--- START Provided data ---
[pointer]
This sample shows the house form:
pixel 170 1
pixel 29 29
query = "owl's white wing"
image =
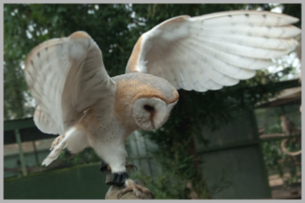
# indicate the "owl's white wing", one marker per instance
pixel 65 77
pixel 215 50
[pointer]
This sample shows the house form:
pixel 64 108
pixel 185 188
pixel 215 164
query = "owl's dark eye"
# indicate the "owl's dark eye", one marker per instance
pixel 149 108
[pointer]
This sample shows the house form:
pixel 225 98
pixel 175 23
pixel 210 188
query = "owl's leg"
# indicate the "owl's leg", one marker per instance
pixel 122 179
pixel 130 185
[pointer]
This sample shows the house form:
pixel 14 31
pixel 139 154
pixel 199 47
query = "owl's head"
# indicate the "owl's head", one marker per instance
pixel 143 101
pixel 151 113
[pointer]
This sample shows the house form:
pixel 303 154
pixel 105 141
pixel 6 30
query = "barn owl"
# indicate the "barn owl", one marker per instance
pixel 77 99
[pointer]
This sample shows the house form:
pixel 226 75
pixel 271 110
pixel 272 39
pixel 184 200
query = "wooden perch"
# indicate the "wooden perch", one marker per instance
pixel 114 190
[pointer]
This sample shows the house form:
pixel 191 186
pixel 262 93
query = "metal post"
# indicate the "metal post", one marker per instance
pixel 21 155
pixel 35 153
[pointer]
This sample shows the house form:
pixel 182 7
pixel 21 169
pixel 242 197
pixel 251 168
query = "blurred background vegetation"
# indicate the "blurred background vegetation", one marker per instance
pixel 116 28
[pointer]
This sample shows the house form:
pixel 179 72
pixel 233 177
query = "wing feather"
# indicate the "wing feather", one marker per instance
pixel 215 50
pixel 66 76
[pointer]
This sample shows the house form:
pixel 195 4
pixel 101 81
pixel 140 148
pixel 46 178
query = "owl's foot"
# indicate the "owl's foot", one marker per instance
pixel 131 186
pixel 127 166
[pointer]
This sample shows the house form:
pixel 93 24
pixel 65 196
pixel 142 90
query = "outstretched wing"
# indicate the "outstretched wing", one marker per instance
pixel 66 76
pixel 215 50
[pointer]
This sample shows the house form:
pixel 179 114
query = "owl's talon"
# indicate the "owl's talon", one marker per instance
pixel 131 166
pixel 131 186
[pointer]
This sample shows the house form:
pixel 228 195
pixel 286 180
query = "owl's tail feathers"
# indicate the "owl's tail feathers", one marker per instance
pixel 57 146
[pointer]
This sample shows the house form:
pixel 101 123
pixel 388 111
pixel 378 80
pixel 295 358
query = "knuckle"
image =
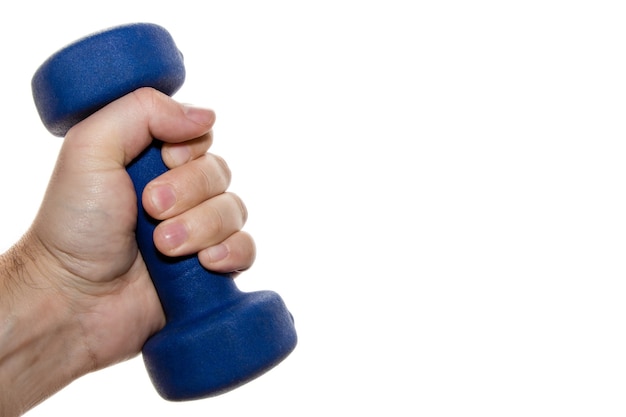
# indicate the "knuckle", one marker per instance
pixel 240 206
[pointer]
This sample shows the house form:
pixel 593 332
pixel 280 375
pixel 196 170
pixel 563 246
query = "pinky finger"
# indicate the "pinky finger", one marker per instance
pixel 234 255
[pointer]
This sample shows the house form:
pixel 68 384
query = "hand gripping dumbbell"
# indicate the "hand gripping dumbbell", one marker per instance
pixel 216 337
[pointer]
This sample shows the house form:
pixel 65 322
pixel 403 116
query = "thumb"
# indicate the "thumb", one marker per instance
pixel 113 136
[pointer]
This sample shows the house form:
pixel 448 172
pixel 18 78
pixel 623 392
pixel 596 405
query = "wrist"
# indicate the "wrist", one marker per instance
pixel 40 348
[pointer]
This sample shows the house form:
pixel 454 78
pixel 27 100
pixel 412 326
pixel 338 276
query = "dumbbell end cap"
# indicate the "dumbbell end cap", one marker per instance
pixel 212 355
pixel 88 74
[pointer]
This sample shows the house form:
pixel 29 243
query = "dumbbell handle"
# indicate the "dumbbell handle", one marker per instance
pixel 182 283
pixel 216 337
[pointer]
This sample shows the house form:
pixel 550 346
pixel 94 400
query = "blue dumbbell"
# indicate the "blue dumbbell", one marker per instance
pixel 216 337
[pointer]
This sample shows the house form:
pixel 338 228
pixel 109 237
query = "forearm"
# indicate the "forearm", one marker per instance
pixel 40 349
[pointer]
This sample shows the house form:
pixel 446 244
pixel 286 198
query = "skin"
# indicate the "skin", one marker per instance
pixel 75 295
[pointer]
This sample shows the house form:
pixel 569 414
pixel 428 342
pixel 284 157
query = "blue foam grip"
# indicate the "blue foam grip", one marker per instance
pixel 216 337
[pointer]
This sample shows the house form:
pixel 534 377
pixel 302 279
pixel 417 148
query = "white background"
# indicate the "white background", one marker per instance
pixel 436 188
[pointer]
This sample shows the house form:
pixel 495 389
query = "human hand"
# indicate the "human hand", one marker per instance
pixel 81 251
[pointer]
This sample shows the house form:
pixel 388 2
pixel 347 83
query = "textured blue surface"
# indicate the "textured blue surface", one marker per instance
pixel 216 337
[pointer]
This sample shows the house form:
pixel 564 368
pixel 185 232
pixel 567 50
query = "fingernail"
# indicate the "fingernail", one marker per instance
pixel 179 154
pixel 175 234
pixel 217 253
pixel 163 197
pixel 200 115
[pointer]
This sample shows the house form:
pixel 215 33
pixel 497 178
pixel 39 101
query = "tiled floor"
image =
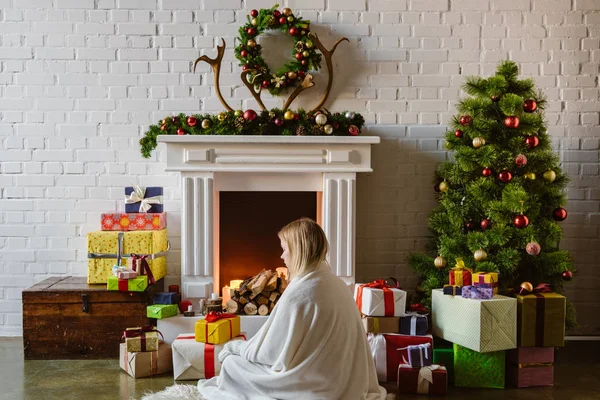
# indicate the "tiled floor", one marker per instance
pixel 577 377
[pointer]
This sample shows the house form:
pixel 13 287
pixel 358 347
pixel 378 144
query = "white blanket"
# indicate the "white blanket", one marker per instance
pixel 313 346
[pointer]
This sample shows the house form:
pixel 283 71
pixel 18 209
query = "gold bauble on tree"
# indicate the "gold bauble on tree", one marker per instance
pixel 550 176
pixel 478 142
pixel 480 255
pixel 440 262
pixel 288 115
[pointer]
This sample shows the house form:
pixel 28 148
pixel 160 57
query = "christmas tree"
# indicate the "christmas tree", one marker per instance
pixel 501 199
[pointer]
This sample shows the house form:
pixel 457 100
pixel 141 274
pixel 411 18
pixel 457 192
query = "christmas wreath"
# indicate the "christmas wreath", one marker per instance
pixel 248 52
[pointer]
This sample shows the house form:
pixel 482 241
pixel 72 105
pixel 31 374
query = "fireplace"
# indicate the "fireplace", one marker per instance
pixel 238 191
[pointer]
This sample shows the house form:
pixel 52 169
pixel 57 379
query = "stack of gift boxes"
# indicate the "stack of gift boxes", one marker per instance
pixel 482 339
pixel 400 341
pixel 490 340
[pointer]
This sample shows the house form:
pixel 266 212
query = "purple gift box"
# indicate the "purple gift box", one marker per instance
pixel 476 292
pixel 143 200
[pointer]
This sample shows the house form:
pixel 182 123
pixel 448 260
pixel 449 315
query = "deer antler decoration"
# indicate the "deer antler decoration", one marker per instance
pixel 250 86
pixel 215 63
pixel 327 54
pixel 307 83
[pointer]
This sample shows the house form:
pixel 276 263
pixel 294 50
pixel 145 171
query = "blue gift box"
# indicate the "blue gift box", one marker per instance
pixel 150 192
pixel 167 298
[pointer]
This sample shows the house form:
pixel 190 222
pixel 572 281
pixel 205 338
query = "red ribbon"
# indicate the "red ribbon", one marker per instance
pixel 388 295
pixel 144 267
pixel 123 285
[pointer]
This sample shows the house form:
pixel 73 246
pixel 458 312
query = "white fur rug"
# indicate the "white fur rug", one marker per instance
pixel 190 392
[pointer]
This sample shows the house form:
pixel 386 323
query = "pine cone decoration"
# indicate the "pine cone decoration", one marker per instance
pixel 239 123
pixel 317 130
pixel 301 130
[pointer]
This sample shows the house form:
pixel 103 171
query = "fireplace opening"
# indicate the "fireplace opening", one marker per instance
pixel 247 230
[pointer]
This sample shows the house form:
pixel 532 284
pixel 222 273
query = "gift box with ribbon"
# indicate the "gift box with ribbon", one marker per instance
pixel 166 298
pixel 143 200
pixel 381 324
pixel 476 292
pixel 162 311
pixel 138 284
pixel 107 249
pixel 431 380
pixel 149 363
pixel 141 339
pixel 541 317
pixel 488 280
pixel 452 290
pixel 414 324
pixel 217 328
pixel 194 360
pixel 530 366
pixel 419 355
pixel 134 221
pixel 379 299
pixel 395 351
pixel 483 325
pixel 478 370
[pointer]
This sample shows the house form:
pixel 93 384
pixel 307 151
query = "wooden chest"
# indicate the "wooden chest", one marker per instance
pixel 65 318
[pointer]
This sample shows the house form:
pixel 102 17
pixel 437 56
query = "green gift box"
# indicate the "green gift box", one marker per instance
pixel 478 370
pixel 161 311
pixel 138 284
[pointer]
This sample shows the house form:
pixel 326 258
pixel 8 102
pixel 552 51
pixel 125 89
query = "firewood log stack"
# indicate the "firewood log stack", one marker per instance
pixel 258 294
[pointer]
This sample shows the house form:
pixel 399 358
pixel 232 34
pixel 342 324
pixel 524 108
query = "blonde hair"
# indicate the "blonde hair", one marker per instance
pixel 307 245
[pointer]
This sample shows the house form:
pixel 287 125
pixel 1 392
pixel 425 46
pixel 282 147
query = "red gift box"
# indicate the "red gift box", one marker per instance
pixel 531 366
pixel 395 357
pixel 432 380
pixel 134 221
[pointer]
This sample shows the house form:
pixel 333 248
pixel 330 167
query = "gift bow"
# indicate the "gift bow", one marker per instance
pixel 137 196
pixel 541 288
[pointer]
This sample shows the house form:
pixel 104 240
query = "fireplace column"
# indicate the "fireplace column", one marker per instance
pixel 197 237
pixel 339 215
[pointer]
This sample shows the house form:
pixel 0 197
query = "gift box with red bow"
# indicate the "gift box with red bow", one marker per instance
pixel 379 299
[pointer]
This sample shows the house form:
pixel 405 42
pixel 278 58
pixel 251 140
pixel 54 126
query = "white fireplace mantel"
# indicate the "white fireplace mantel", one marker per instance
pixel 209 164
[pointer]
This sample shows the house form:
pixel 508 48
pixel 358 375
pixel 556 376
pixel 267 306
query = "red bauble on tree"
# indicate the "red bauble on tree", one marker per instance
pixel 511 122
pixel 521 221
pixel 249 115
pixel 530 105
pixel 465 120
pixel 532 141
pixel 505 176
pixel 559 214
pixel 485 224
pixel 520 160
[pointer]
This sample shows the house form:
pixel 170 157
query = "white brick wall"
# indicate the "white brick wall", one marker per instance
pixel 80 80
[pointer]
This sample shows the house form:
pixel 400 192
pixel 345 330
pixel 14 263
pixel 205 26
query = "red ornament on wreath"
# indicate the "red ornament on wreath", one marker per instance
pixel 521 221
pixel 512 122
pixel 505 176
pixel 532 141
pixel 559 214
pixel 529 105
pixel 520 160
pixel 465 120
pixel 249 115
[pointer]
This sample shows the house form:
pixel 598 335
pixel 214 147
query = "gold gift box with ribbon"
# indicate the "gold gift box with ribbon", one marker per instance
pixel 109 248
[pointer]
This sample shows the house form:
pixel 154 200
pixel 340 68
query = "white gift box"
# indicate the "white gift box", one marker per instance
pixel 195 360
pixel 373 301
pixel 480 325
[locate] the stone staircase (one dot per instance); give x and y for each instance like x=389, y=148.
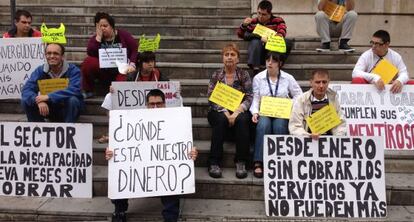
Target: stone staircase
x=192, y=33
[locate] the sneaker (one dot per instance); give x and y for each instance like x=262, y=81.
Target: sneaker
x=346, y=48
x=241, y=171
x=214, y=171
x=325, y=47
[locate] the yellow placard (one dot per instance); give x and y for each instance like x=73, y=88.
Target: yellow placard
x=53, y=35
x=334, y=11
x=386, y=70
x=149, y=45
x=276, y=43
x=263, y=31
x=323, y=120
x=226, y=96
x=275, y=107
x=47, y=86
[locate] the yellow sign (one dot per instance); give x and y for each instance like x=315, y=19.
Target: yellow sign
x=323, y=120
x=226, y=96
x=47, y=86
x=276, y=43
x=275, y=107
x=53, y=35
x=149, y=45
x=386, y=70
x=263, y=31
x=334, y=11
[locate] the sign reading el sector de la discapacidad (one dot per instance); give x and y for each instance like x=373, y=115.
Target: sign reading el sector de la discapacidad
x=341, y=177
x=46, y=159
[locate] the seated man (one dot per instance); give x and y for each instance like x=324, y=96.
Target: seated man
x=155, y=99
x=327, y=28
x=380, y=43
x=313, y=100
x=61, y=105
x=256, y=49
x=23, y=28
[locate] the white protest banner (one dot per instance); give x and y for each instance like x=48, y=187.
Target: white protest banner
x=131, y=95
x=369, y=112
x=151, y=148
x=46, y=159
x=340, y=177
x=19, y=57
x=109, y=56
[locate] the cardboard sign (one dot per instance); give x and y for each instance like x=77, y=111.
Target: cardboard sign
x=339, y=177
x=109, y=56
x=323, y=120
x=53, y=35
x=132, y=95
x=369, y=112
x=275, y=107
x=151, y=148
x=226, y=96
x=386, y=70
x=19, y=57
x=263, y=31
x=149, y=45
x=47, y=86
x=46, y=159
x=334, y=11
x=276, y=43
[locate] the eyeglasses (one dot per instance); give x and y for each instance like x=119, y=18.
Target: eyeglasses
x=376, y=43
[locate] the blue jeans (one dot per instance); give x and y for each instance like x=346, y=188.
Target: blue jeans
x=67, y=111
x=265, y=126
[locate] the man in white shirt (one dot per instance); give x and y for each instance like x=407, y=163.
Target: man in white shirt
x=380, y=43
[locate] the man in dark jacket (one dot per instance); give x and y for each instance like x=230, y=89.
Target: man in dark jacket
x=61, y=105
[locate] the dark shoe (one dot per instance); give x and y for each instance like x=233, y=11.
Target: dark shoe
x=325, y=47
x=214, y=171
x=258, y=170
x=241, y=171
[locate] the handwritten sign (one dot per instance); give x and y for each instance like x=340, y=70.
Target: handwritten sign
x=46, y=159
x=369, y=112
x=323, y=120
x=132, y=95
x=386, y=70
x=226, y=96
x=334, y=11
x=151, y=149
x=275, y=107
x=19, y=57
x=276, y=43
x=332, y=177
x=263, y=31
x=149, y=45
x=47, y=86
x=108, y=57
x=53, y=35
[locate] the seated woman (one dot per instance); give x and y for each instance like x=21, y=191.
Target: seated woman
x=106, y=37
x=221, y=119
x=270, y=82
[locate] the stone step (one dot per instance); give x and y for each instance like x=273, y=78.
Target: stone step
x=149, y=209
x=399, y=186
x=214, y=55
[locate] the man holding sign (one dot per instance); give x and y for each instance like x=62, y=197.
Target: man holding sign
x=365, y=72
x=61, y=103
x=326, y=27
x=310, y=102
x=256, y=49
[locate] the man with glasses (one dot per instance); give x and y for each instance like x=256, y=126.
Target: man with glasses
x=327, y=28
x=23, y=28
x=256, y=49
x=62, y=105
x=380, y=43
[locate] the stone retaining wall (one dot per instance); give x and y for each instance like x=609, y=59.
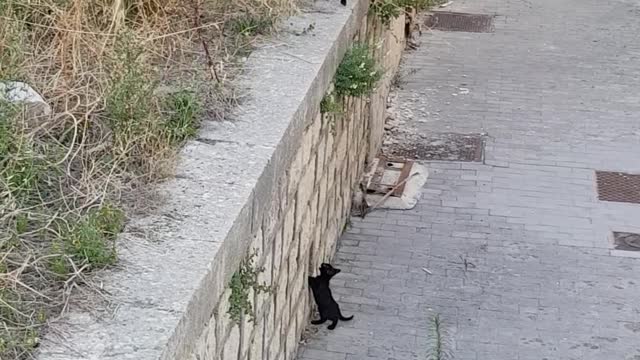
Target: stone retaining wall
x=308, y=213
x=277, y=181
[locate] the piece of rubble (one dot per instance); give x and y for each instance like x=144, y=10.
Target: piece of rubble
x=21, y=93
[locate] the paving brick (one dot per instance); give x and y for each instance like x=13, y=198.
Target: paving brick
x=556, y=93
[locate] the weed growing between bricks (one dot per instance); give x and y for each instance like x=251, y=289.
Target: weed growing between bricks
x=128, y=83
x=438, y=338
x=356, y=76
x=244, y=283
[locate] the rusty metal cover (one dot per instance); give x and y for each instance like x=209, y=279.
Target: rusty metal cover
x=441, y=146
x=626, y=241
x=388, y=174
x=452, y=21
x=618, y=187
--- END Provided data ---
» Exercise details
Express the items as a JSON list of strings, one string per line with blank lines left out, starting at the first line and ending at the line that contains "pixel 116 28", both included. Leave the pictures out of the answer.

» Task output
[
  "[pointer]",
  "This sample shows the house form:",
  "pixel 170 1",
  "pixel 29 29",
  "query = \"owl's white wing\"",
  "image =",
  "# indicate the \"owl's white wing\", one marker per instance",
  "pixel 65 77",
  "pixel 215 50",
  "[pointer]",
  "This sample shows the house form:",
  "pixel 64 108",
  "pixel 185 188",
  "pixel 215 164",
  "query = \"owl's dark eye\"",
  "# indicate the \"owl's dark eye\", one marker per instance",
  "pixel 149 108",
  "[pointer]",
  "This sample shows the house form:",
  "pixel 225 98",
  "pixel 175 23",
  "pixel 210 188",
  "query = \"owl's leg\"",
  "# indicate the \"owl's leg\", one marker per instance",
  "pixel 122 179",
  "pixel 130 185",
  "[pointer]",
  "This sample shows the house form:",
  "pixel 14 31",
  "pixel 139 154",
  "pixel 199 47",
  "query = \"owl's head\"",
  "# indicate the \"owl's head\", one marker per instance",
  "pixel 143 101",
  "pixel 151 113",
  "[pointer]",
  "This sample shows the house form:",
  "pixel 303 154",
  "pixel 105 141",
  "pixel 6 30",
  "query = \"barn owl\"",
  "# indicate the \"barn owl\", one marker per instance",
  "pixel 77 99",
  "[pointer]",
  "This sample shows the house form:",
  "pixel 226 75",
  "pixel 271 110",
  "pixel 272 39",
  "pixel 184 200",
  "query = \"wooden perch\"",
  "# indicate the \"wooden perch\", one marker per instance",
  "pixel 114 190",
  "[pointer]",
  "This sample shows the house form:",
  "pixel 191 186",
  "pixel 262 93",
  "query = \"metal post\"",
  "# indicate the \"metal post\", one marker per instance",
  "pixel 21 155",
  "pixel 35 153",
  "[pointer]",
  "This sample shows the house form:",
  "pixel 182 7",
  "pixel 21 169",
  "pixel 242 197",
  "pixel 251 168",
  "query = \"blurred background vegetation\"",
  "# indicate the \"blurred background vegetation\", one marker per instance",
  "pixel 116 28"
]